- The opening title used for the special
- Genre: Musical
- Developed by: MPL Communications
- Composers: Paul McCartney except Denny Laine ("Again and Again and Again")
- Country of origin: United Kingdom
- Original language: English
- No. of episodes: 1

Production
- Running time: 31 minutes approx.

Original release
- Network: WTBS
- Release: November 1979
- Network: BBC1
- Release: June 1981

Related
- James Paul McCartney Wings Over the World

= Back to the Egg (TV programme) =

Back to the Egg is a TV special containing music videos to promote the band Wings' 1979 album Back to the Egg. The program was first broadcast on US television stations in November 1979, but its UK airing, on BBC1, was delayed until June 1981, two months after the band disbanded. The locations used for filming include Lympne Castle and Camber Sands, both on the south-east coast of England.

The videos for "Goodnight Tonight" – a song that had been a non-album single shortly before the release of Back to the Egg – and "Baby's Request" were issued on The McCartney Years DVD box set in 2007. The full special has yet to be released on DVD, but can be found on YouTube.

==Production==
Having completed the year-long sessions for Back to the Egg in April 1979, the five members of Wings began shooting music videos for the album with film company Keef & Co. in June that year. In addition to serving as promotional clips for their respective songs, the videos were to be compiled into a television special, coinciding with Wings' UK tour late in 1979 – the first leg of a planned world tour.

The production team hired by band leader Paul McCartney included Keith MacMillan, Phil Davey and Hugh Scott-Symonds. According to author Keith Badman, MacMillan decided on the seven songs chosen for filming. Among these were "Old Siam, Sir", "Getting Closer" and "Arrow Through Me" – all tracks that would be issued as singles off Back to the Egg. The eighth selection in the TV special would be a clip for "Goodnight Tonight", a non-album single released in March 1979, to coincide with the airing of the band's Wings Over the World TV film. The "Goodnight Tonight" video was also produced by MacMillan's company and dated from a 3 April shoot at London's Hammersmith Palais.

Aim
Extend the text on the Back to the Egg TV special, picking up right after its last sentence.

Provided material
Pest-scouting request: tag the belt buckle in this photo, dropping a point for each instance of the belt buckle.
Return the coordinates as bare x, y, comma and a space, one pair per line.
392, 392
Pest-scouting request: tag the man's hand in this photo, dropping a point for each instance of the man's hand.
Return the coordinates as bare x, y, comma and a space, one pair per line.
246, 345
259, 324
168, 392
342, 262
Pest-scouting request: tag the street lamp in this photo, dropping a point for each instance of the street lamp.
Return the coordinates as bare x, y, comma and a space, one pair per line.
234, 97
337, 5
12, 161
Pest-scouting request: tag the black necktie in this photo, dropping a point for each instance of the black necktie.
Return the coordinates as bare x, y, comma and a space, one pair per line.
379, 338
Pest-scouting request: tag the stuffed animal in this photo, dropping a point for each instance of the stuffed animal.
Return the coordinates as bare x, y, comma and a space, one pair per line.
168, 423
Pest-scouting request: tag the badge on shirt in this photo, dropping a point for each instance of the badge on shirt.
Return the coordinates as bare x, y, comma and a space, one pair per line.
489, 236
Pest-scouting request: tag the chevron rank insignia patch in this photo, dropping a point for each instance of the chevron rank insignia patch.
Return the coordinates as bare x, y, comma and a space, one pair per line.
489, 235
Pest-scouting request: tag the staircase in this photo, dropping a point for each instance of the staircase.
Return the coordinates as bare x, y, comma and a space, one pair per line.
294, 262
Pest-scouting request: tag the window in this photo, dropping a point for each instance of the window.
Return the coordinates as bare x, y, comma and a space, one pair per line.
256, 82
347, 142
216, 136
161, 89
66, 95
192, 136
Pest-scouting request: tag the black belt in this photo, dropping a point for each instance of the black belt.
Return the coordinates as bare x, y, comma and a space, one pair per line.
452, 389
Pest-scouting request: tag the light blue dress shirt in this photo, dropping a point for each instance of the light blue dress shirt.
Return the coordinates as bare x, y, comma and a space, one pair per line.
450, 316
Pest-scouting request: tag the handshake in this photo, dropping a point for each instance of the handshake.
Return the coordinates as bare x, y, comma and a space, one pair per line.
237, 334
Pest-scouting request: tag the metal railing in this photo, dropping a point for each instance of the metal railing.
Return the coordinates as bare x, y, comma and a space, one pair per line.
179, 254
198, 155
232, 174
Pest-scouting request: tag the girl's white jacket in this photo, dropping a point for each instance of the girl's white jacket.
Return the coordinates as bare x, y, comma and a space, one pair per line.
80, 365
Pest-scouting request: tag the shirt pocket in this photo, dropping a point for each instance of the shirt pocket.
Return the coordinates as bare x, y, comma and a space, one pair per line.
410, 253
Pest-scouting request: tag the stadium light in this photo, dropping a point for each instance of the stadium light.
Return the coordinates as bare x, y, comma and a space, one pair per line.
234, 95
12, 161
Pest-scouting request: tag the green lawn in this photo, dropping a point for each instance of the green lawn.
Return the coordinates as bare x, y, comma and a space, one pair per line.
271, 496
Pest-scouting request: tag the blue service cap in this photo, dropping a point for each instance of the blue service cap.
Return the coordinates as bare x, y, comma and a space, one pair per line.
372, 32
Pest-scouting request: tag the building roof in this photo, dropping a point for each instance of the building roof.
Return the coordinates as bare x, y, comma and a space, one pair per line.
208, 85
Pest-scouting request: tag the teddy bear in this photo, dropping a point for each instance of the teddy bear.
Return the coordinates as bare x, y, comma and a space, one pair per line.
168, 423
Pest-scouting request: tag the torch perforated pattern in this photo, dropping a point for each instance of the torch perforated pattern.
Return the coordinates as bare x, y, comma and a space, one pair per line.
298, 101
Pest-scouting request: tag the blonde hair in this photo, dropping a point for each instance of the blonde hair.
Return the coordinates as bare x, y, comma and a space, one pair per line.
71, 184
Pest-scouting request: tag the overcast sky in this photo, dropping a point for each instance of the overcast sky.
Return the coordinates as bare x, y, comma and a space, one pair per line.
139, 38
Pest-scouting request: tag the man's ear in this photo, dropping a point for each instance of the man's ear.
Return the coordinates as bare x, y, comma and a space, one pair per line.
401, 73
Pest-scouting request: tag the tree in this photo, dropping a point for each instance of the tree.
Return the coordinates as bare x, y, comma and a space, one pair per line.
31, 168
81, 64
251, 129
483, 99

---

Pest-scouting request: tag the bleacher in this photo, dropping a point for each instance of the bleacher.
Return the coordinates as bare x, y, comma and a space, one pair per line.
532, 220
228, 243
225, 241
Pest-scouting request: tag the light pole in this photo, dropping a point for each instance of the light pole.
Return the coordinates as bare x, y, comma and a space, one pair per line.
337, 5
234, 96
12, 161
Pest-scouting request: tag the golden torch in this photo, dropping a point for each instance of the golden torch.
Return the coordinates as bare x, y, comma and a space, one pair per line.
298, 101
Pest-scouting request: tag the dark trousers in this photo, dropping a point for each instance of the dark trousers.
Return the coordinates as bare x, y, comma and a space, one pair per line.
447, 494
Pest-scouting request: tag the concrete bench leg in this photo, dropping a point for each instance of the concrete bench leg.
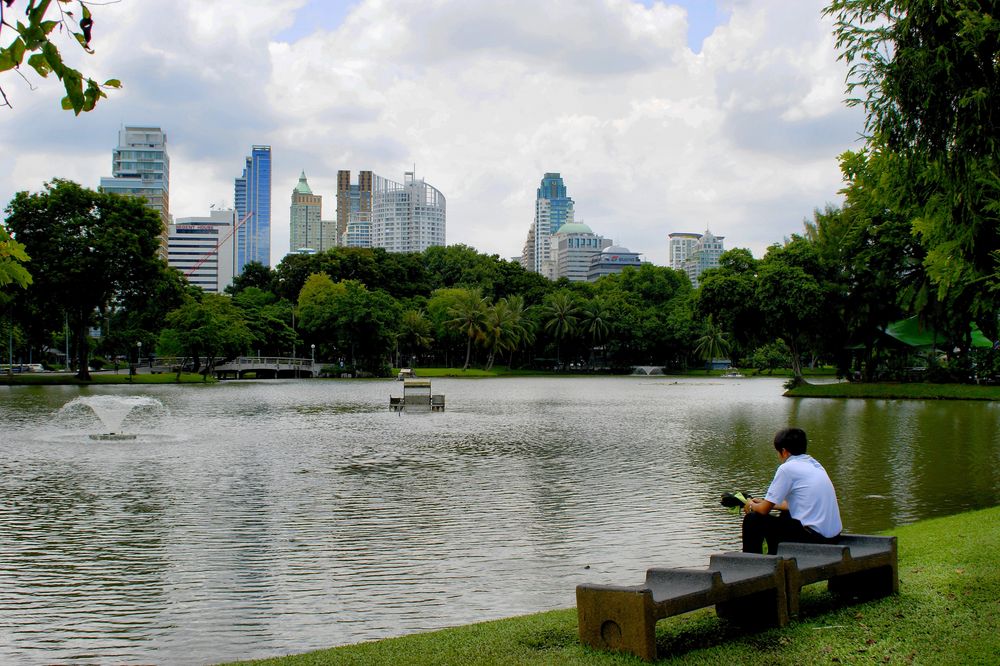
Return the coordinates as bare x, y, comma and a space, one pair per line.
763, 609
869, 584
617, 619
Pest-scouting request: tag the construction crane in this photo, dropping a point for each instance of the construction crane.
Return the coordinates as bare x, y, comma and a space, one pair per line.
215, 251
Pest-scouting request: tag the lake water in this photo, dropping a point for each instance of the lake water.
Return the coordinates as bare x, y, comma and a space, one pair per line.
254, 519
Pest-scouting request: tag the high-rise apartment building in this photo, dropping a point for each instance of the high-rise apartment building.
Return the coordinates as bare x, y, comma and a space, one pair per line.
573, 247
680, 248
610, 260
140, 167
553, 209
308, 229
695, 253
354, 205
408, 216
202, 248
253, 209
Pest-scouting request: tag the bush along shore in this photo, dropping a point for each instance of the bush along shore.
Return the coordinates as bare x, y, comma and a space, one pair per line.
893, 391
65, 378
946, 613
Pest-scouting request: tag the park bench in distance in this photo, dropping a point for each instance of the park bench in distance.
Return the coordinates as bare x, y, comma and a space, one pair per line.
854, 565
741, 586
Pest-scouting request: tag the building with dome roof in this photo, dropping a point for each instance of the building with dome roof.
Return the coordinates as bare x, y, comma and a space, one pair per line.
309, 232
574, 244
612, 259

...

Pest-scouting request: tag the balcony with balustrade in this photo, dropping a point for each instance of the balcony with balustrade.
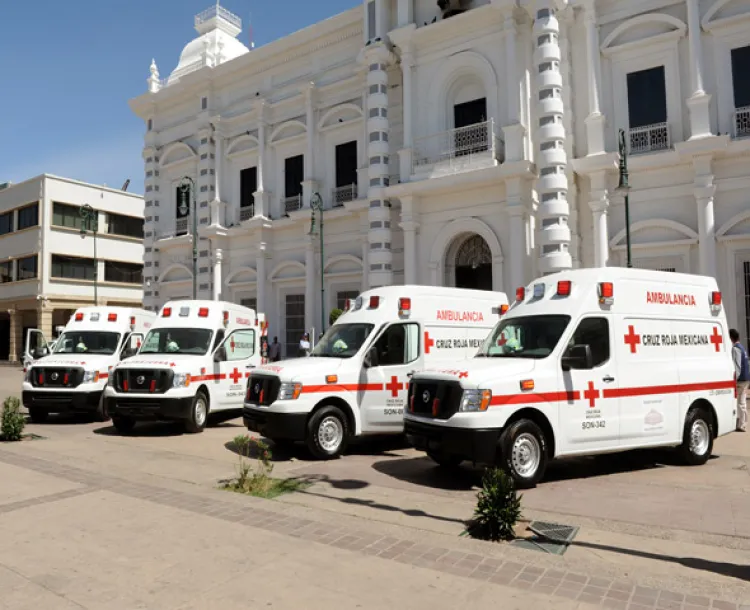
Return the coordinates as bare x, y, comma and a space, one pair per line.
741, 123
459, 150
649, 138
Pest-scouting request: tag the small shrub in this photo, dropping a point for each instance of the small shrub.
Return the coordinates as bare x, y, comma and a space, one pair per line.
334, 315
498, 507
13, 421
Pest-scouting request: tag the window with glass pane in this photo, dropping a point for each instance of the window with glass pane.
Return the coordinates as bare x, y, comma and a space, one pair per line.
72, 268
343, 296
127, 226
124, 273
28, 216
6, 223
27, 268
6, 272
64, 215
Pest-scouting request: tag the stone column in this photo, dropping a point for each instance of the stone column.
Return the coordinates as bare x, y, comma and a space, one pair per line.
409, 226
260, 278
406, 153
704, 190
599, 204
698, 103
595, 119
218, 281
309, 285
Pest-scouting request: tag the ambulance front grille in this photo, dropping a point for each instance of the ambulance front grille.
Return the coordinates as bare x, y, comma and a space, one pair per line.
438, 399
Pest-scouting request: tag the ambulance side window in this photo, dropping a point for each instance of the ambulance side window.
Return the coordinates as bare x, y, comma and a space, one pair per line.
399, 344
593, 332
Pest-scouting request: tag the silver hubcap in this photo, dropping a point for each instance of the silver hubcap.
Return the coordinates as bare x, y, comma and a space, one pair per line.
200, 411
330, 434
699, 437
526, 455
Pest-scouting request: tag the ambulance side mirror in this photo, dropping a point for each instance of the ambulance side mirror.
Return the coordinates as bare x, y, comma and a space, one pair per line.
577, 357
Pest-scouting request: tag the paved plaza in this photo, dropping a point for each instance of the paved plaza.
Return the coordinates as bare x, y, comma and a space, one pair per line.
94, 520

Reply
===Filming===
Filming began on 4 June at Lympne Castle in Kent, where Wings had recorded part of the album. (Note: According to Beatles Diary compiler Keith Badman, the Back to the Egg videos were shot between 4 and 13 June, yet authors Chip Madinger and Mark Easter give the dates as 28 May to 6 June.) The video shot that day was for "Old Siam, Sir", with filming taking place in the hall of the castle.

On 5 June, the production relocated to the inside of an aircraft hangar, situated at a private airfield close to Lympne. Here, the band filmed clips for "Spin It On" and "Getting Closer". Invited to attend that day, Mark Williams of Melody Maker later wrote of drummer Steve Holly being "dolled up as a First World War fighter pilot", and commented on the aviation theme: "The Wings logo stands resplendent on the front of a hangar as some sort of loose visual pun; inside the crew are wrestling with draped parachutes and lighting gantries festooned above a sound stage." During breaks in filming, Williams noted, the band gave impromptu live performances, "entertaining what appears to be half the population of East Kent, who wander in and out of aircraft hangars and fields of kale where the action takes place".

Also on 5 June, the video for "Again and Again and Again" was shot in one of the nearby fields. With the crew working late into the night, further scenes for "Getting Closer" included footage of a car driving on the airstrip.

The production returned to Lympne Castle on 6 June, where Wings filmed the "Winter Rose/Love Awake" video. Two days later, the band drove to Camber Sands in East Sussex, to shoot a clip for "Baby's Request", before heading to London for the upcoming Back to the Egg press launch.

Filming resumed on 13 June, now at Keef & Co.'s London studios, where the band taped the video for "Arrow Through Me" and shot additional footage for "Getting Closer". Film was also created for the opening and closing segments of the TV special, incorporating images from the album's cover artwork, which was designed by Hipgnosis.

==Broadcast==
Back to the Egg first aired in America, syndicated nationally on WTBS, during November and December 1979. The first UK broadcast was on BBC1 on 10 June 1981. By that time, Wings had discontinued, following McCartney's arrest at Tokyo's Narita Airport the previous year, for possession of drugs, and the subsequent cancellation of the group's world tour.

Although the full special has yet to receive an official release, the clips for "Goodnight Tonight" and "Baby's Request" appeared on disc one of the 2007 DVD box set The McCartney Years.

==Songs==
- "Getting Closer"
- "Baby's Request"
- "Old Siam, Sir"
- "Winter Rose/Love Awake"
- "Spin It On"
- "Again and Again and Again"
- "Arrow Through Me"
- "Goodnight Tonight"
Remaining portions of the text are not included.